══ DATA EXCERPTS ══

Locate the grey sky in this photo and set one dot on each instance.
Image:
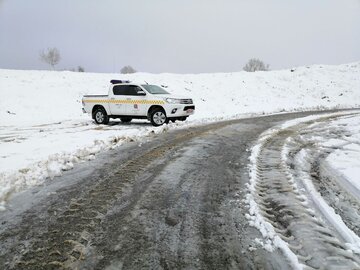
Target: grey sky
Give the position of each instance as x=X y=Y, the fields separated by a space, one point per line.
x=183 y=36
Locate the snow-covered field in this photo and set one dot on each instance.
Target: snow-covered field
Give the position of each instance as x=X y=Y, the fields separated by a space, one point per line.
x=43 y=131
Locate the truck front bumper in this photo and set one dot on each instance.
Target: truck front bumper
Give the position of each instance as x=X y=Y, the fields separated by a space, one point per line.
x=178 y=110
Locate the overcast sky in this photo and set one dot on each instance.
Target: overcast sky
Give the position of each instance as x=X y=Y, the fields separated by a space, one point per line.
x=182 y=36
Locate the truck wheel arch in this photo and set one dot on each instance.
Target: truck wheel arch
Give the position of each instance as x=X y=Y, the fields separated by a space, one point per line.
x=95 y=108
x=153 y=107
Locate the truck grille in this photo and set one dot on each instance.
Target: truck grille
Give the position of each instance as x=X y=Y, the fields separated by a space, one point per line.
x=186 y=101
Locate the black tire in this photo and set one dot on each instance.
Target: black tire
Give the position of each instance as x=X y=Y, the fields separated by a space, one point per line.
x=126 y=120
x=101 y=117
x=158 y=117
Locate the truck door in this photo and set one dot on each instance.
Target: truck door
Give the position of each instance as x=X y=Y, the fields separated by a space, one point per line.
x=117 y=100
x=137 y=99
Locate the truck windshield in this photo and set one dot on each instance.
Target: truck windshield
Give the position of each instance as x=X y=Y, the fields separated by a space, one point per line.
x=154 y=89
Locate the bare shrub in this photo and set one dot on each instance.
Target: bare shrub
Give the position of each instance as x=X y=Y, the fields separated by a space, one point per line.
x=50 y=56
x=127 y=70
x=255 y=64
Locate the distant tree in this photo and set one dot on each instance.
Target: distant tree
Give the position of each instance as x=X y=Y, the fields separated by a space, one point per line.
x=127 y=70
x=255 y=64
x=50 y=56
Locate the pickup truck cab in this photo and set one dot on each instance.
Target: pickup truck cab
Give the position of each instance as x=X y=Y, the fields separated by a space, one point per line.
x=128 y=101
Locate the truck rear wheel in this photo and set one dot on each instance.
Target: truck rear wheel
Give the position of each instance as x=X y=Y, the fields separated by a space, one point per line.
x=101 y=117
x=158 y=117
x=125 y=120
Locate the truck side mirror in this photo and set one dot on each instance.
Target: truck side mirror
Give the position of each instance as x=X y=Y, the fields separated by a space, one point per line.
x=141 y=93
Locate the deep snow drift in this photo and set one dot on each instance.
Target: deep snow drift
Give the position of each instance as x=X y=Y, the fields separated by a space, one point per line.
x=43 y=131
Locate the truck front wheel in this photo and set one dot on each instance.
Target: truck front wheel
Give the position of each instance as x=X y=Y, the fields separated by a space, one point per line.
x=101 y=117
x=158 y=117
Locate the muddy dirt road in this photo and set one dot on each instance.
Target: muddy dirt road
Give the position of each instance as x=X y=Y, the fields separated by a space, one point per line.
x=173 y=201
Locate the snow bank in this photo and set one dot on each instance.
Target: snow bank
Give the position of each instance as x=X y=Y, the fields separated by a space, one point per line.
x=37 y=97
x=44 y=132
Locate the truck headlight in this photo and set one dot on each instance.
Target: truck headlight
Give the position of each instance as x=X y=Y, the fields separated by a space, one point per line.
x=172 y=100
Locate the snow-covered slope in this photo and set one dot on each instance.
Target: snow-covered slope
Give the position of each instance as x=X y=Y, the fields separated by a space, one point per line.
x=37 y=97
x=43 y=131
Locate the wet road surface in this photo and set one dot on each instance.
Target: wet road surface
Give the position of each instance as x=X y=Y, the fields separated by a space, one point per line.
x=173 y=201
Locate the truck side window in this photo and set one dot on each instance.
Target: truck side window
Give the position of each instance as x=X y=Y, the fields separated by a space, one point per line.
x=120 y=90
x=132 y=90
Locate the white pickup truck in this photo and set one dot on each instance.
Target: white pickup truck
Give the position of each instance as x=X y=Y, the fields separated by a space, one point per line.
x=129 y=101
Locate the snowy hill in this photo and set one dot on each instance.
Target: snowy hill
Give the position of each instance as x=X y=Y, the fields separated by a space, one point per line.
x=44 y=132
x=47 y=96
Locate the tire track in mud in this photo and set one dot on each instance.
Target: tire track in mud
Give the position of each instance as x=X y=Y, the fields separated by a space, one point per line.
x=282 y=204
x=64 y=242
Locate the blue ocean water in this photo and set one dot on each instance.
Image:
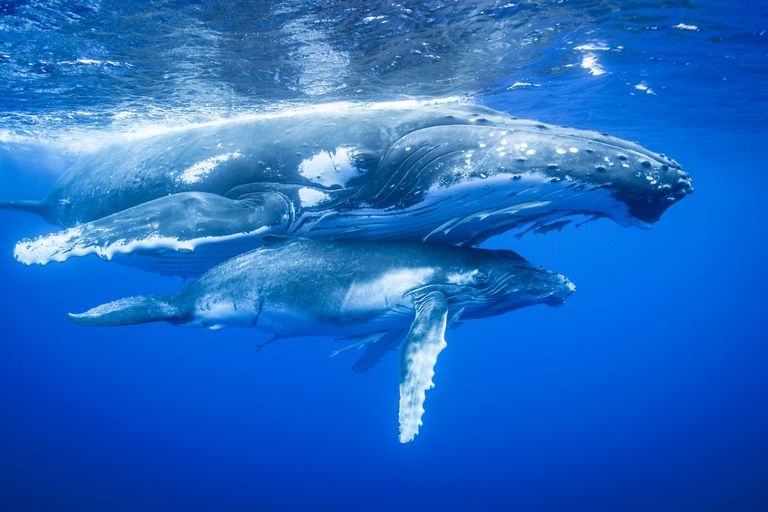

═══

• [DIRECTION]: Reproduce all of the items above verbatim, omitting the pictures.

• [RESPONSE]:
Locate the grey sky in this photo and set one dot on each instance.
Image:
Target: grey sky
Give the position of each instance as x=X y=Y, the fields separated by a space, one point per line.
x=183 y=36
Locate the snow-covered field in this photo and set one dot on each instance.
Target: snow-covered field
Give the position of each instance as x=X y=Y, the fields separated by a space, one point per line.
x=43 y=131
Locate the truck front bumper in this photo and set one dot on each instance.
Target: truck front bumper
Give the position of each instance as x=X y=Y, the fields separated by a space, one point per line.
x=178 y=110
Locate the overcast sky in this photo and set one dot on each instance.
Target: overcast sky
Give the position of each instance as x=X y=Y, the fields separated by a space, one point per line.
x=182 y=36
Locate the truck wheel arch in this photo and set one dot on each instance.
Target: truck wheel arch
Give the position of each instance as x=X y=Y, the fields separated by a space, one point per line.
x=95 y=108
x=153 y=107
Locate the truck grille in this photo and set one dot on each instance.
Target: truck grille
Give the position of each instance as x=X y=Y, the fields separated by a space, one point per line.
x=186 y=101
Locate the black tire in this photo and set one dot on each instance.
Target: black tire
Give the position of each instance as x=X y=Y, the fields separated by a space, one point per line.
x=126 y=120
x=101 y=117
x=158 y=117
Locate the truck door in this photo and set one dot on each instance.
Target: truck door
Give the position of each instance as x=X y=Y, the fields separated by a space, one point per line.
x=117 y=100
x=137 y=99
Locate the truck windshield in this photo and set one dot on each instance.
Target: truck windshield
Give the position of each instance as x=X y=Y, the fields separated by a space, one point per line.
x=154 y=89
Locate the bare shrub in this photo and set one dot on each instance.
Target: bare shrub
Give the position of each instance as x=X y=Y, the fields separated by a space, one point per line.
x=50 y=56
x=127 y=70
x=255 y=64
Locate the distant tree in this photo and set one dot on each instance.
Target: distant tree
Give the position of each instance as x=X y=Y, the fields separated by a space, one point per line.
x=127 y=70
x=255 y=64
x=50 y=56
Locate the pickup truck cab in this photo and set one dot on each instance.
Target: pickup truck cab
Give the position of each instance as x=X y=Y, the fields separated by a space, one point per line.
x=128 y=101
Locate the truck rear wheel in this photo and set one dot on each instance.
Target: truck rear wheel
Give the position of each instance as x=X y=Y, the fields separated by a space, one point per line.
x=101 y=117
x=158 y=117
x=125 y=120
Locate the truck side mirror in this photo and set one dot on each instance.
Target: truck side mirror
Give the position of each instance as x=X y=Y, the fields separated by a space, one point per line.
x=141 y=93
Locate the deep snow drift in this photo and set one dot on each instance.
Target: deep snow drift
Give the position of each instance as x=X y=Y, the fields separated by a space, one point per line.
x=43 y=131
Locate the truck front wheel in this photo and set one dot on each instance.
Target: truck front wheel
Give the position of each instance as x=X y=Y, the fields separated by a space, one point per line.
x=101 y=117
x=158 y=117
Locate the muddy dirt road in this photo and set one dot on each instance.
Target: muddy dirt road
Give the position of each instance as x=X y=Y, the fields separated by a space, one point per line.
x=173 y=201
Locate the snow bank in this photo and set one dot on each instance.
Target: snow bank
Give the position of each instance as x=X y=Y, the fields separated by a space, one point per line.
x=37 y=97
x=44 y=132
Locate the truck headlight in this photo and set one dot on each instance.
Target: truck headlight
Give the position of each instance as x=X y=Y, the fields separated by a space, one point per line.
x=172 y=100
Locate the snow-covered slope in this photo and set one dot on each instance.
Target: snow-covered slope
Give the position of each instance as x=X y=Y, the fields separated by a space, one point per line.
x=37 y=97
x=43 y=131
Locate the wet road surface in this photo and set one dot on each instance.
Target: wet road surface
Give the position of each instance as x=X y=Y, the fields separated by a space, one point per line.
x=173 y=201
Locate the truck side window in this photo and set one dot on each instance.
Target: truck side window
Give the position of each instance as x=X y=Y, the fields separated by a space, one point per line.
x=120 y=90
x=132 y=90
Locate the white pickup truck in this photo and set one dot on each instance.
Target: white pickup truck
Give the position of each instance as x=X y=Y, the fields separated by a space, one point per line.
x=129 y=101
Locate the snowy hill in this photo and set one dot on each instance.
Target: snowy hill
Give the position of each instance as x=X y=Y, the fields separated by a space, one point per line.
x=44 y=132
x=47 y=96
Locate the tire track in mud in this photo and set one dot on each instance.
Target: tire track in mud
Give the position of each instance as x=X y=Y, the fields separated by a space, one point per line.
x=282 y=204
x=64 y=242
Locate the blue ocean water in this photo and set one dot on each instance.
Image:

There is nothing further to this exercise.